» TEXTE FOURNI:
- - - -

Le président du Département rappelle que « Mme Girardin, la Ministre des Outre-Mer, a pu se rendre compte sur place, lors de sa récente venue, de la situation très fragile de notre territoire compte tenu des effets dévastateurs de cette crise, dans un contexte déjà complexe ».
Il rappelle aussi n’avoir eu de cesse, à l’échelle du Conseil départemental, en lien étroit avec le représentant de l’Etat et les autorités sanitaires, que de prendre des mesures fortes pour limiter autant que possible les impacts de cette crise : commandes de masques pour toute la population, distribution de colis alimentaires, aides économiques d’ampleur…
Soucieux des impacts de la crise sanitaire sur le secteur stratégique du tourisme, Il cite les principaux résultats d’une « étude », conduite par l’ADIM en lien avec le Comité départemental du tourisme, le MEDEF, la CCI et l’UMIH auprès de 75 entreprises du tourisme de l’hébergement marchand et de la restauration de Mayotte.
Entre mars 2019 et mars 2020, les entreprises interrogées ont par exemple perdu 60,6 % de leur chiffre d’affaires…
« Ces chiffres sont alarmants et nous n’avons donc pas besoin de mesures qui viennent aggraver encore cette situation. Dans les semaines à venir, le Département doit annoncer un plan de relance pour les secteurs du tourisme, de la restauration et de l’hébergement » indique le président, qui ne saurait «accepter des décisions qui affaiblissent un peu plus Mayotte à un moment où nous devons retrouver de la confiance et de la sérénité ».
Le président rappelle avoir insisté lors d’une visioconférence le 30 avril auprès du Chef de l’Etat, Emmanuel Macron, « sur la nécessité de réponses adaptées à la situation spécifique de Mayotte et de sa population, département le plus pauvre de France qui se trouve confronté à une situation sanitaire et sociale très tendue ».
Il réitère donc sa demande « pour que soit actée la reprise des vols commerciaux sans mesures pénalisantes (de type quatorzaine) pour les ressortissants de Mayotte en métropole comme à la Réunion, mais aussi dans le sens inverse. Je souhaite que des signaux positifs soit envoyés, ce qui n’est pas le cas avec cette prolongation de l’état d’urgence, véritable catastrophe en termes d’image pour notre territoire » précise-t-il.
Le président écrit que « Mayotte a besoin que les investisseurs puissent venir, que les projets touristiques puissent être menés à bien, et que les visiteurs puissent accéder à cette destination ».

- - - -

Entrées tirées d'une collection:
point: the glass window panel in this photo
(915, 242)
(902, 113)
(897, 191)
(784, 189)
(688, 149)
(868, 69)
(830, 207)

- - - -

» OBJECTIF DE LA TÂCHE:
Recopiez à l'identique le passage du texte sur la crise à Mayotte qui commence aux mots « Il rappelle aussi » et se termine après « restauration de Mayotte. ».

» SOLUTION PROPOSÉE:
Il rappelle aussi n’avoir eu de cesse, à l’échelle du Conseil départemental, en lien étroit avec le représentant de l’Etat et les autorités sanitaires, que de prendre des mesures fortes pour limiter autant que possible les impacts de cette crise : commandes de masques pour toute la population, distribution de colis alimentaires, aides économiques d’ampleur…
Soucieux des impacts de la crise sanitaire sur le secteur stratégique du tourisme, Il cite les principaux résultats d’une « étude », conduite par l’ADIM en lien avec le Comité départemental du tourisme, le MEDEF, la CCI et l’UMIH auprès de 75 entreprises du tourisme de l’hébergement marchand et de la restauration de Mayotte.